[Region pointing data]
——
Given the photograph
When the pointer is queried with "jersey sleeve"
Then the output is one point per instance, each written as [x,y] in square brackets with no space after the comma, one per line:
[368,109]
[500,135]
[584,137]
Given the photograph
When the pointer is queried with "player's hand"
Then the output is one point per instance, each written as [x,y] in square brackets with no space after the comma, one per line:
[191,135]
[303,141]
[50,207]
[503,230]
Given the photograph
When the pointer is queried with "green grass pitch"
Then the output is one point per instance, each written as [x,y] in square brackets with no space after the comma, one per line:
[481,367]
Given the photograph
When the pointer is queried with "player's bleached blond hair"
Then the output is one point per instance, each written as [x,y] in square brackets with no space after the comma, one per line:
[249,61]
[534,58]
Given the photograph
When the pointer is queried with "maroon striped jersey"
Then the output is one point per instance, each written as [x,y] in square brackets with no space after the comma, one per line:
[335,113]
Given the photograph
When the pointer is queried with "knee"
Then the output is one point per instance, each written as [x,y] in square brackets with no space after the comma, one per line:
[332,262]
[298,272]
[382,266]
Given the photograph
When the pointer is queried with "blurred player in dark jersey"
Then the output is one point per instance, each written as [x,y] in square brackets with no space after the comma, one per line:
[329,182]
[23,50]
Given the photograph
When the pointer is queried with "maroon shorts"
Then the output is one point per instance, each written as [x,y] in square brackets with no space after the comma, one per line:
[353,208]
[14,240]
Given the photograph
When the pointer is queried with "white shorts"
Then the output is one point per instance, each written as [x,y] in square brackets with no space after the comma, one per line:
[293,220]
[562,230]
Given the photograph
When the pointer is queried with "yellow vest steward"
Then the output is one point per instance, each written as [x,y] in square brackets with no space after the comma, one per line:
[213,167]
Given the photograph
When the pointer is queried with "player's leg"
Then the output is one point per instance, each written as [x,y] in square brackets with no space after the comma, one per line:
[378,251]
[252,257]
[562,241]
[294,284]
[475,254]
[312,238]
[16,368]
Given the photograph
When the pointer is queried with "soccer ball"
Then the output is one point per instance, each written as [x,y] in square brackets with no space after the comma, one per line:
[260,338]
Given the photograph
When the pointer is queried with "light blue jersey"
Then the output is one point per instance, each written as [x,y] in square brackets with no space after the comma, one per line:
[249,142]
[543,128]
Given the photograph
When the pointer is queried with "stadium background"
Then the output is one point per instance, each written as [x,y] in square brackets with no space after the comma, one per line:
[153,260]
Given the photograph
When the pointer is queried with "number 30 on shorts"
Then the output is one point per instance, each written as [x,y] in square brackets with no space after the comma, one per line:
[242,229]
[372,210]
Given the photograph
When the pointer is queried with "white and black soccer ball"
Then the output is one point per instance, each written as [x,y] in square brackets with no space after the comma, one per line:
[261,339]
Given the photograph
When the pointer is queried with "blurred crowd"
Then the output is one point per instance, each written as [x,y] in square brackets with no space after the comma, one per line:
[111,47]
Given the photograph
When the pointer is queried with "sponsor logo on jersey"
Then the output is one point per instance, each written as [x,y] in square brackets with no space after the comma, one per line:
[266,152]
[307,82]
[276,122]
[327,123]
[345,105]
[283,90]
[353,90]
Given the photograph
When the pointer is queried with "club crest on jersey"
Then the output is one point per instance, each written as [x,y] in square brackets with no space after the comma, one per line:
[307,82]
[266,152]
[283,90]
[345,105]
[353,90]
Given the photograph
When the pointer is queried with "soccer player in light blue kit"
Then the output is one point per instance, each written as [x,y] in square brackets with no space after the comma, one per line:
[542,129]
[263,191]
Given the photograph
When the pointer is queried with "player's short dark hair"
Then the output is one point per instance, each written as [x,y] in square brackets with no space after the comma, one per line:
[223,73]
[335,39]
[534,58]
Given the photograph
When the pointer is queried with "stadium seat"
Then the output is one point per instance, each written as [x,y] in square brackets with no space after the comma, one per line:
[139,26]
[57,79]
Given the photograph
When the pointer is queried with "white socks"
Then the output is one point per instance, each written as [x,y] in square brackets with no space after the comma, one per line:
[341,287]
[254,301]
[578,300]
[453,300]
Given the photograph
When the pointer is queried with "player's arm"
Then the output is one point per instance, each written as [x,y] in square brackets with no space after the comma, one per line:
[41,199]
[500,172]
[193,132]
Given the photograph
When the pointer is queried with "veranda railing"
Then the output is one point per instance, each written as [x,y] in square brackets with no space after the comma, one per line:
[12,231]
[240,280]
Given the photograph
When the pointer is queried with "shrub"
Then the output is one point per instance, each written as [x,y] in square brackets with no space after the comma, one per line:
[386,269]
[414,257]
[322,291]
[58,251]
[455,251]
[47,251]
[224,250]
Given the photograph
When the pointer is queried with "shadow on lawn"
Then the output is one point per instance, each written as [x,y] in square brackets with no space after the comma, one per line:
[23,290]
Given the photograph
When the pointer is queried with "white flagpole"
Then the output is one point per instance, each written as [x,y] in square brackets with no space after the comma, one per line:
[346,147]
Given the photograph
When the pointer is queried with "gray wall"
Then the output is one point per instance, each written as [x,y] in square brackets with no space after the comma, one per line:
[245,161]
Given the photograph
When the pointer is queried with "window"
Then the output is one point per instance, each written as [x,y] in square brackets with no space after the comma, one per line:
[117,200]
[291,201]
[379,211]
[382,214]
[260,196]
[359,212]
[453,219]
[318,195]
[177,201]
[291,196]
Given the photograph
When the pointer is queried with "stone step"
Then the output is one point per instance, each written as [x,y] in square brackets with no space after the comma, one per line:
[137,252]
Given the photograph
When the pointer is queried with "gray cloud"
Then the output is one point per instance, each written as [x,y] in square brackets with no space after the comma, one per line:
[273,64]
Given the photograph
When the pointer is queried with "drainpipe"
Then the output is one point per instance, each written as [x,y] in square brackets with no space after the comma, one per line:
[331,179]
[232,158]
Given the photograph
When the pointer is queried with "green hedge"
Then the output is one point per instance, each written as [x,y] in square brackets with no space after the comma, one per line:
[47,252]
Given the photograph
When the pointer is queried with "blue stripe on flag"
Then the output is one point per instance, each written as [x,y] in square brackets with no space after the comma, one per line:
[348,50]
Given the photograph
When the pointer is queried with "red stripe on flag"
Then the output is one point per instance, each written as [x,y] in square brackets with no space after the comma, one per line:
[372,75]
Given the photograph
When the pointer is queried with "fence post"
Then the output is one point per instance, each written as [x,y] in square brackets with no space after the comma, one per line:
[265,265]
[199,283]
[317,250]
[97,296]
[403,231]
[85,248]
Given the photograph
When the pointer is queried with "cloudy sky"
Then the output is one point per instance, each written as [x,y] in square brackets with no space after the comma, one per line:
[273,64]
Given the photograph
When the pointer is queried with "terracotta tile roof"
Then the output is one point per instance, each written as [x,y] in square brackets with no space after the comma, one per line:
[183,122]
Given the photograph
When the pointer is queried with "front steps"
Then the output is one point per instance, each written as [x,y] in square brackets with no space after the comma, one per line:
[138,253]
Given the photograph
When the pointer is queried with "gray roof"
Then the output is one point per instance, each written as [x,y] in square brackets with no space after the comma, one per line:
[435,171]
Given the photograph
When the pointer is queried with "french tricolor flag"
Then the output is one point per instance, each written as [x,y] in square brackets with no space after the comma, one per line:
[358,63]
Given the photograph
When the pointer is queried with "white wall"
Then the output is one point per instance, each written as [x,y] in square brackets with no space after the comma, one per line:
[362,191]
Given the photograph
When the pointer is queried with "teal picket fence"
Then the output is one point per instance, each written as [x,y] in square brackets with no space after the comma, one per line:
——
WORK REQUIRED: Retype all of the data exactly. Leave nothing out.

PROBLEM SOLUTION:
Given the photograph
When the pointer is queried with "jersey sleeve"
Then the output is one point per instance, each written as [x,y] in square brackets with no space after the comma, one per line:
[368,109]
[500,135]
[584,137]
Given the photograph
When the pointer is queried with "player's hand"
Then the output is one point per instance, each written as [x,y] in square brackets with no space after the comma, one per line:
[191,135]
[303,141]
[50,207]
[503,230]
Given the photograph
When the pointer is queried with "green grass pitch"
Then the output is one point per instance, each written as [x,y] in square brackets with no space after the comma, one per line:
[481,367]
Given the photograph
When the pointer is queried with "player's bleached blond hair"
Then the output is one point per instance, each written as [x,y] in square brackets with no space after the comma, one per line:
[249,61]
[534,58]
Given the photograph
When the pointer is queried with "maroon striped jersey"
Then the output is one point per instance, each written as [x,y] in square brackets with no space after the comma, one per line:
[335,113]
Given the photograph
When the pointer is queried with "knee"
Then the output is one point per instance, each written as [x,y] in square brackets with no space after the comma, one per line:
[332,262]
[298,272]
[382,266]
Given the photograph
When the pointer is queried with "blurred player in dark jersey"
Then the output is one point per instance, each written as [x,y] in square brackets with no space after the comma, one per line:
[329,182]
[23,50]
Given the photograph
When the pointer is queried with "maroon shorts"
Then the output is one point per instance, each written as [x,y] in square brackets with no space after the comma, one per line:
[353,208]
[14,240]
Given the photograph
When the pointer is queried with "white shorts"
Then the output is one point per instance, each written as [x,y] in square brackets with no space after the comma, one per line:
[293,220]
[562,230]
Given the photograph
When the pointer is queried with "yellow vest steward"
Then the output is one point per instance, each written as [x,y] in square brackets with no space after the comma, one per line:
[213,167]
Given the photograph
When the pointer is queried with "player's leg"
Then the output is one point per instance, each written as [x,y] in square brackets with no space after the comma, one per line:
[378,251]
[252,257]
[562,241]
[294,284]
[475,254]
[312,238]
[16,368]
Given the photograph
When the pointer is queried with "soccer ball"
Then the output is one point per instance, each written as [x,y] in square brackets with no space after the comma, one per line:
[260,338]
Given the photograph
When the pointer is queried with "light blue jersey"
Then the output is one point per instance, each written as [x,y] in square brackets with no space after the comma, one per line:
[249,142]
[543,128]
Given the photograph
When the pointer is queried with "stadium background"
Then the output is one point per instance, each written as [x,y] in square brackets with no space after the comma, one per line:
[153,260]
Given the photograph
When the pointer is queried with "number 30 on shorts"
Then the output is one point per instance, each written as [x,y] in square brackets with no space after the comma, one per line:
[242,229]
[372,210]
Given the photograph
When the pointer is queried with "white and black soccer ball"
Then the output is one point per instance, each written as [x,y] in square brackets with no space after the comma, one per line:
[261,339]
Given the photograph
When the pointer is queried with "blurred crowd"
Then the output is one point per instance, each written as [x,y] in square brackets with no space after the comma, one per line:
[111,47]
Given the photograph
When the pointer is queried with "sponsor logo on jersey"
Then the output is one point per instance, each written as [x,y] in square brackets with no space after the comma, one per line:
[266,152]
[307,82]
[276,122]
[327,123]
[345,105]
[283,90]
[353,90]
Given the photograph
When the pointer is queried with "club crest on jersey"
Then the output is one point per instance, each written as [x,y] in square brackets with no space after the comma, one per line:
[307,82]
[266,152]
[283,90]
[345,105]
[353,90]
Given the photograph
When the pointer is queried with "soccer player in light blue kit"
Then the output is one point per instance, each written as [x,y] in square brackets with no space after the comma, one per line:
[542,129]
[263,191]
Given the photograph
When the pointer is queried with "player's short dark hair"
Then the output is one point per instance, each written as [x,y] in square brackets with no space after the comma, one per line:
[223,73]
[335,39]
[534,58]
Given the photograph
When the pointer is queried with "stadium seat"
Then the output is one point per instance, each written as [x,y] in square brackets with no space after the comma, one per line:
[139,26]
[57,79]
Given the photograph
When the pointer is queried with "white socks"
Then the output is one point per instance, each written as [x,y] in square brackets with no space after the comma, one per line:
[341,287]
[254,301]
[578,300]
[453,300]
Given the photograph
When the pointer is queried with "player's arm"
Then the output is one point per instance, each written as [x,y] in square brackets with no space after the comma, one per line:
[41,199]
[500,172]
[193,132]
Given the photograph
When the pointer is queried with "veranda railing"
Then the output is one point per instance, each written as [x,y] in square brackets with no space after the comma, one per line:
[12,231]
[240,280]
Given the photograph
When the pointer is queried with "shrub"
Then the output is one point per instance, each written as [x,y] in square brackets with no space after the comma, one per line:
[386,269]
[414,257]
[322,291]
[58,251]
[455,251]
[47,251]
[224,250]
Given the photograph
When the pointer is queried with "shadow on lawn"
Then the output is one point per instance, each written as [x,y] in square brackets with no space after the comma, one per line:
[23,290]
Given the photograph
When the pointer is queried with "white flagpole"
Then the output is one point per instance, each written as [x,y] in square brackets with no space after the comma, one per line:
[346,147]
Given the photograph
When the pointer is queried with "gray wall"
Then the output is one point per instance, each written as [x,y] in square brackets with no space after the comma, one per line:
[245,161]
Given the photograph
When the pointer is queried with "window"
Then the output is one point per instance, each written as [x,y] in square brackets with no space after the comma, one per line:
[117,200]
[291,201]
[379,211]
[382,214]
[260,196]
[359,212]
[453,219]
[318,195]
[177,201]
[291,196]
Given the photograph
When the pointer is queried with "stone step"
Then the output is one point per instance, each written as [x,y] in square brackets with no space after the comma, one per line:
[137,252]
Given the photograph
When the pointer is queried with "gray cloud"
Then the output is one point per instance, each written as [x,y] in square brackets with no space after the comma, one per line:
[273,64]
Given the photograph
When the pointer is queried with "drainpipe"
Then the output is one point per instance, each written as [x,y] in square brackets with no space after the comma, one per line:
[331,179]
[232,158]
Given the photograph
When the pointer is queried with "green hedge"
Then the output is one point per instance, each written as [x,y] in square brackets with no space after the comma, one per line:
[47,252]
Given the photograph
When the pointer is queried with "blue stripe on flag"
Then the output is one point per instance, each written as [x,y] in square brackets with no space after the comma, one per line:
[348,50]
Given the photograph
When the pointer is queried with "red stripe on flag"
Then the output is one point per instance, each written as [x,y] in square brackets with no space after the comma, one per line:
[372,75]
Given the photograph
When the pointer is queried with "fence post"
Then the output is one point per instance, each written as [x,y] in square brackets with no space after the comma, one per line:
[265,265]
[199,283]
[317,250]
[97,296]
[403,231]
[85,248]
Given the photograph
When the pointer is queried with "cloudy sky"
Then the output is one point per instance, each written as [x,y] in square brackets with no space after the comma, one per line:
[273,64]
Given the photograph
When the pointer is queried with "terracotta tile roof"
Then the output is one point per instance, each written as [x,y] in square brackets with no space after the comma, one per line:
[183,122]
Given the photograph
When the pointer is queried with "front steps"
Then the output is one point per instance, each written as [x,y] in square brackets with no space after the comma, one per line:
[138,253]
Given the photograph
When the pointer is queried with "gray roof"
Then the output is one point per instance, each written as [x,y] in square brackets with no space after the comma, one per line:
[435,171]
Given the photograph
When the pointer is queried with "french tricolor flag"
Then the output is one point per instance, each written as [x,y] in square brackets with no space after the comma, one per line:
[358,63]
Given the photograph
When the pointer is queried with "white wall"
Then the output is one point per instance, each written as [x,y] in square brackets with no space after the comma, one per line:
[362,191]
Given the photograph
When the pointer is queried with "teal picket fence"
Then the output is one point per instance, each written as [x,y] in square brackets with no space after the comma, one per line:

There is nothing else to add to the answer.